* [TASK INSTRUCTIONS]:
Find every line in the records below that contains the word "gray" and copy each of those lines in full. Case counts.

* [EXERCISE INPUTS]:
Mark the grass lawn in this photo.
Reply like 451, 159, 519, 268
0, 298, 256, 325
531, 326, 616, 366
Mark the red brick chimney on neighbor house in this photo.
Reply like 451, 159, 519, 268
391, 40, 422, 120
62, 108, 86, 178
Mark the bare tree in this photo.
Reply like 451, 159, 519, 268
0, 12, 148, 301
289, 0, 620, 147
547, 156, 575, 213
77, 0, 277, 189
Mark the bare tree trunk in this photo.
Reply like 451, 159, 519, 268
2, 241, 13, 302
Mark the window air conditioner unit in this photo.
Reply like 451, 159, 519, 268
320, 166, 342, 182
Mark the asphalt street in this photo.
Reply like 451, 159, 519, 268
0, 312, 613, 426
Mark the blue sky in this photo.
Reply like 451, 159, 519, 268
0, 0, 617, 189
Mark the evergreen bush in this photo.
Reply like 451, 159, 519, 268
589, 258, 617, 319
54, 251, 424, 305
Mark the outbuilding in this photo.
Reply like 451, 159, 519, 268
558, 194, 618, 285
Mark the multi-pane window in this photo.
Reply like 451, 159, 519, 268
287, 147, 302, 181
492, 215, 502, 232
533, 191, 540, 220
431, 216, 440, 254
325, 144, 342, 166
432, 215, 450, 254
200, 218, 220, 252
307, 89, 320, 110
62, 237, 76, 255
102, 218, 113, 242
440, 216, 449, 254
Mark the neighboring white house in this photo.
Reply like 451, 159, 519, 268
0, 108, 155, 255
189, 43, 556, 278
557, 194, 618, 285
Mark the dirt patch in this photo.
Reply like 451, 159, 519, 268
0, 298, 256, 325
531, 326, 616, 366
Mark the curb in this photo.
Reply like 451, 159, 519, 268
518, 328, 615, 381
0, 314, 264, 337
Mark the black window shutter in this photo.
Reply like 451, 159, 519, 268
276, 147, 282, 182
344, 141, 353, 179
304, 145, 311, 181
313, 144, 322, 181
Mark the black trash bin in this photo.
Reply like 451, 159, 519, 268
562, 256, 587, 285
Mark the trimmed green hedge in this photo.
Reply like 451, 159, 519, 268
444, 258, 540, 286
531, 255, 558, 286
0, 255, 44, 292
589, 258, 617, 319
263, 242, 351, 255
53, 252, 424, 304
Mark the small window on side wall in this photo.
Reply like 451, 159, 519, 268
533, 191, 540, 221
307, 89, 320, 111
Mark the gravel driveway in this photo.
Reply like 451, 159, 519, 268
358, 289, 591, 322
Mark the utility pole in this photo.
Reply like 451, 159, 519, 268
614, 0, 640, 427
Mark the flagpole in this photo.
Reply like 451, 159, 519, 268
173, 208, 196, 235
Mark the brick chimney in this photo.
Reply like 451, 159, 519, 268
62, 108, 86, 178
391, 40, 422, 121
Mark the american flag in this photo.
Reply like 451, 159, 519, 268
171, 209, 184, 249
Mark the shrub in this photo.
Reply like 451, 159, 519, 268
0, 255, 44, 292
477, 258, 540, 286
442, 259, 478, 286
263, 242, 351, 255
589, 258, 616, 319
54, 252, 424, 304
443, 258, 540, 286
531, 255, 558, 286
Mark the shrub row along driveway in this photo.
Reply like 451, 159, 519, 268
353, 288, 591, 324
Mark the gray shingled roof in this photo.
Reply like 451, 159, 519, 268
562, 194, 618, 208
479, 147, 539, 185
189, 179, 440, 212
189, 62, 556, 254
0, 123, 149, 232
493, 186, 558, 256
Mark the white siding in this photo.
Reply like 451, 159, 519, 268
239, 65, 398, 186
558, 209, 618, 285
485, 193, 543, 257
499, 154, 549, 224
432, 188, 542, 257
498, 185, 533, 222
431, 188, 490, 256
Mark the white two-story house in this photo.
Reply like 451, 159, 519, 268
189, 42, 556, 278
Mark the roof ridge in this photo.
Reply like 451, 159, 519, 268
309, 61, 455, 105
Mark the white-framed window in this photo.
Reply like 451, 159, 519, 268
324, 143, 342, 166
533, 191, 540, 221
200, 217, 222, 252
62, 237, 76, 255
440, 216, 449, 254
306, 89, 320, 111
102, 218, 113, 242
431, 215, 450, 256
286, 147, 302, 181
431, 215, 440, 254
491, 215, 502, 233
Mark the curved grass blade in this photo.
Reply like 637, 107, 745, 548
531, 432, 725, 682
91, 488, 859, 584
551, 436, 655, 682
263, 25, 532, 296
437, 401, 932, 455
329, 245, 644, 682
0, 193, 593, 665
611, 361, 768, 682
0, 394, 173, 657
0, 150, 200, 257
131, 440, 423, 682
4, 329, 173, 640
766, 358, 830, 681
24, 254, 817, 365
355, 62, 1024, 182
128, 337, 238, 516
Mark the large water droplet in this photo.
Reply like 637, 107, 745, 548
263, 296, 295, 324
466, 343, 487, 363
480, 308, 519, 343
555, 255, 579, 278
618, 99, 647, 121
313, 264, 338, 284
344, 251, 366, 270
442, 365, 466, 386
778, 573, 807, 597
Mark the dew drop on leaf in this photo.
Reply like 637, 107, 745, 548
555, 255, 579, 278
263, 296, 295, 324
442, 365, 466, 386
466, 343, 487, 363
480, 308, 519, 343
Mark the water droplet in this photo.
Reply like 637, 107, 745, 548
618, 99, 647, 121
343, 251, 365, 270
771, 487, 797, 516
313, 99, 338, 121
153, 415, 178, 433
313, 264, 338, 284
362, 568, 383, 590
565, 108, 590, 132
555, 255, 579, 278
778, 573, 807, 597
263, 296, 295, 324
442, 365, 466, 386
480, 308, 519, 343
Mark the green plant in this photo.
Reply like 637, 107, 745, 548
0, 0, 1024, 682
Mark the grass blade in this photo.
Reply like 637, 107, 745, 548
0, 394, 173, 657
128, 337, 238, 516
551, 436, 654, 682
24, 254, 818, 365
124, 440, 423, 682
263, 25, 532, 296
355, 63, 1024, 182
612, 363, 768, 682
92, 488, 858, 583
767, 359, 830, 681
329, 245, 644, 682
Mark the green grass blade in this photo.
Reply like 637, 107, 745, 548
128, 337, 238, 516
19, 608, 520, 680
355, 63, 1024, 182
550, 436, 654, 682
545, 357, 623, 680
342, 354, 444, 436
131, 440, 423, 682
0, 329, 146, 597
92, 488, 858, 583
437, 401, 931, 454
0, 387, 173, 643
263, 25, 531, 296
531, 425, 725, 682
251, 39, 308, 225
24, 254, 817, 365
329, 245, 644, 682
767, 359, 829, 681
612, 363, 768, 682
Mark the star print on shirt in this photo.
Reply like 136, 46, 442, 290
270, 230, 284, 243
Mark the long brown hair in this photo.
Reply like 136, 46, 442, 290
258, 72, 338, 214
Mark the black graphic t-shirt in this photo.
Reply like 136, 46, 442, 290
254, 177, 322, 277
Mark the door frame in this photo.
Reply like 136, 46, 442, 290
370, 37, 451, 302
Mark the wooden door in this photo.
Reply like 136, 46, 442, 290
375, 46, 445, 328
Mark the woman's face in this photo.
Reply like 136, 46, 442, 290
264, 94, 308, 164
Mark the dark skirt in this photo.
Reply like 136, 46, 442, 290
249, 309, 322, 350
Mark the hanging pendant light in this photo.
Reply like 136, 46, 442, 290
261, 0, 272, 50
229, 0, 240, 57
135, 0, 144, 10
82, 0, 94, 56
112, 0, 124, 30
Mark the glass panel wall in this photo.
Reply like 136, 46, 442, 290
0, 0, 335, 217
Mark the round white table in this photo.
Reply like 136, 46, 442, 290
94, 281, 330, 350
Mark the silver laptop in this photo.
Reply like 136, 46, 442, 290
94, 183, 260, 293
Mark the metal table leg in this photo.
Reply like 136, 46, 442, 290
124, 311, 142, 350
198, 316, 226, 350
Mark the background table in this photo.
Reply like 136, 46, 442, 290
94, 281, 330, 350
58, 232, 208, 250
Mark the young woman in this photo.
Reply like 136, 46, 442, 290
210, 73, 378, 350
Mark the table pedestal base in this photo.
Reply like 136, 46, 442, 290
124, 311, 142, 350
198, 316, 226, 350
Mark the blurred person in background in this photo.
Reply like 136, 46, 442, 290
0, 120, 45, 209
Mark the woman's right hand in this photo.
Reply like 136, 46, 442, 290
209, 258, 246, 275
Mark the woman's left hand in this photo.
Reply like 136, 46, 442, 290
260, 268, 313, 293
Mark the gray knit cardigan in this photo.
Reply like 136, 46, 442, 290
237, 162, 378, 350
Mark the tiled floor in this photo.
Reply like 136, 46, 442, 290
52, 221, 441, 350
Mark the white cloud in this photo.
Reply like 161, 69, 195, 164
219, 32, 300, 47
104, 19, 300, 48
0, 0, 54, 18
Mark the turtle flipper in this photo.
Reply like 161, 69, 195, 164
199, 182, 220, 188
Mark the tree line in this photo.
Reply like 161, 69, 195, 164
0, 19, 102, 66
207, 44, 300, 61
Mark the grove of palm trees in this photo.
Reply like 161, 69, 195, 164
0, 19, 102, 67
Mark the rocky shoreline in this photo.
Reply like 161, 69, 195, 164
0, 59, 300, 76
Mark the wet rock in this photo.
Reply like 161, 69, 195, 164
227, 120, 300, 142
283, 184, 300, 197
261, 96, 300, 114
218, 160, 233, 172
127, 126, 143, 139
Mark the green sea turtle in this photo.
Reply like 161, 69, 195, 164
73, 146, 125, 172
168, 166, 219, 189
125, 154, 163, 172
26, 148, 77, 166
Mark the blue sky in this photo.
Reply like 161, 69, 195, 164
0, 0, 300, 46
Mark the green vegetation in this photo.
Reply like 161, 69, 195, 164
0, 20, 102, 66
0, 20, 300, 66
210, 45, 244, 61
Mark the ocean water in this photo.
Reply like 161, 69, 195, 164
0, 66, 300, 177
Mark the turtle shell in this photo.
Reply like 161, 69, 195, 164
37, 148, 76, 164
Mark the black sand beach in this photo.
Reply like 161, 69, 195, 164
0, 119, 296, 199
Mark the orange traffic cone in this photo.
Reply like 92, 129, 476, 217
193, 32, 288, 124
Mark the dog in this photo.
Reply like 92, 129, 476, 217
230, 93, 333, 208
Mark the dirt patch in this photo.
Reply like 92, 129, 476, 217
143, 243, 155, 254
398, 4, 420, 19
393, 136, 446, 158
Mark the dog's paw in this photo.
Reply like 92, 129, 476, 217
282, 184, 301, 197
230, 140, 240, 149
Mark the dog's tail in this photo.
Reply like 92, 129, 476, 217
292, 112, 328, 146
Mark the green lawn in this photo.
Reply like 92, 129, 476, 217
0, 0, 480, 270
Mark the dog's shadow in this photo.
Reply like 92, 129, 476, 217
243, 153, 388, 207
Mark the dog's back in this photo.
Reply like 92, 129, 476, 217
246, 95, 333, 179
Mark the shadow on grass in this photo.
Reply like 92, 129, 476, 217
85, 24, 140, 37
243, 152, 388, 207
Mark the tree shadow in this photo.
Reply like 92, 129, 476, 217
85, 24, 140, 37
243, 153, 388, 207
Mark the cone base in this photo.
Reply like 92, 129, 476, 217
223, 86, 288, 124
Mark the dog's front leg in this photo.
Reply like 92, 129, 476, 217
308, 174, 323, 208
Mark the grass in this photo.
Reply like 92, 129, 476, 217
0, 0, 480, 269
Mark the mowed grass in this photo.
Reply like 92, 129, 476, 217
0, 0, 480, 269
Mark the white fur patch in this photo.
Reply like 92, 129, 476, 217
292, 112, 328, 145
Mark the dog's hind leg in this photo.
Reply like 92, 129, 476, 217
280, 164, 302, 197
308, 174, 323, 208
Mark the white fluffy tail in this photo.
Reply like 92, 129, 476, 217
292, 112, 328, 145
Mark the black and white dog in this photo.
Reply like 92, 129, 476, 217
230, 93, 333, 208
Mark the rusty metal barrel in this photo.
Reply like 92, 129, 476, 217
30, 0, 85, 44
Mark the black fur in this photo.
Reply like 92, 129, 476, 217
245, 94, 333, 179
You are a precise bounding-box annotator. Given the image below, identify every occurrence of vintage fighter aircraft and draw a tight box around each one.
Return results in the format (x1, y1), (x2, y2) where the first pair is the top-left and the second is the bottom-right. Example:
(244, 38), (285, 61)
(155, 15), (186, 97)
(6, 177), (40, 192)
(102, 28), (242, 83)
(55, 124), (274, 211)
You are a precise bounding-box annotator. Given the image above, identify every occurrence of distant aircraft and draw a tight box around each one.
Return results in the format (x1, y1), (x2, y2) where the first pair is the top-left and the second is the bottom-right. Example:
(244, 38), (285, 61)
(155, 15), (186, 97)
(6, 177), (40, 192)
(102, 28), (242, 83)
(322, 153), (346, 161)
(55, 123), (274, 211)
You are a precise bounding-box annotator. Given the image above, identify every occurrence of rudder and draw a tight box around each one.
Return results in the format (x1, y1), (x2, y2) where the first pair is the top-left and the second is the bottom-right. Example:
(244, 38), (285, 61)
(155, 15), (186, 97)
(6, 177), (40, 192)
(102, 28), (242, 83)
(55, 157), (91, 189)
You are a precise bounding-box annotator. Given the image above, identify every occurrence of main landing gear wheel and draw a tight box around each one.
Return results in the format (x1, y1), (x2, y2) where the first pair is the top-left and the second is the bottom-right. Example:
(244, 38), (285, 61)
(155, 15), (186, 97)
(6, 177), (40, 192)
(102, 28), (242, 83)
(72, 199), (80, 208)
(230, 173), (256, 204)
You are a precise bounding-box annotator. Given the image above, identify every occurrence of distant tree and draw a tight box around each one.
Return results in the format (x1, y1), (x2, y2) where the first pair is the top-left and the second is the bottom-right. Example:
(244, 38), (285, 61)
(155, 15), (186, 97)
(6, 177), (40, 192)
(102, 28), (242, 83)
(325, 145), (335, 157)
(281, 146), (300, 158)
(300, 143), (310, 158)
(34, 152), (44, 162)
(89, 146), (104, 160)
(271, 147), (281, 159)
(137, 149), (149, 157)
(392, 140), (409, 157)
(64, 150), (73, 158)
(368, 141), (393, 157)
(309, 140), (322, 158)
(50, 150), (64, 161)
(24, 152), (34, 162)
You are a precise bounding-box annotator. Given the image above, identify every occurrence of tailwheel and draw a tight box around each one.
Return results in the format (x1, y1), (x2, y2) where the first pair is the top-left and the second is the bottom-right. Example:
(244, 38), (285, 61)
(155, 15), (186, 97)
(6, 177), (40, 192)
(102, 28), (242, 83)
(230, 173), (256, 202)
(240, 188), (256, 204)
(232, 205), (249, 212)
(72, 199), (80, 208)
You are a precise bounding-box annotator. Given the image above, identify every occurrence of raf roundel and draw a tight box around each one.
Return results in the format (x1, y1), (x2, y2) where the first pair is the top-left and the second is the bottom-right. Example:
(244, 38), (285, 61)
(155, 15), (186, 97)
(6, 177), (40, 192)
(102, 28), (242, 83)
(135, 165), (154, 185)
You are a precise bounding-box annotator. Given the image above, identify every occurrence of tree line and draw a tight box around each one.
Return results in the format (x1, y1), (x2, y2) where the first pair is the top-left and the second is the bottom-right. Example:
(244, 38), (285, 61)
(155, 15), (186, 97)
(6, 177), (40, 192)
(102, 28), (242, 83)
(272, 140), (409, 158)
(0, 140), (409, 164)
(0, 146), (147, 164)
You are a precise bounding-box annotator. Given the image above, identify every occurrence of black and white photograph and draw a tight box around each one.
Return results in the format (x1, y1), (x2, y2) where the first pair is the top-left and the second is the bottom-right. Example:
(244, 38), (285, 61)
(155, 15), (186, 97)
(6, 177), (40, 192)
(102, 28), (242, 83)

* [TASK RESULT]:
Mark the gray shingled roof in this photo.
Mark the gray knit cardigan in this photo.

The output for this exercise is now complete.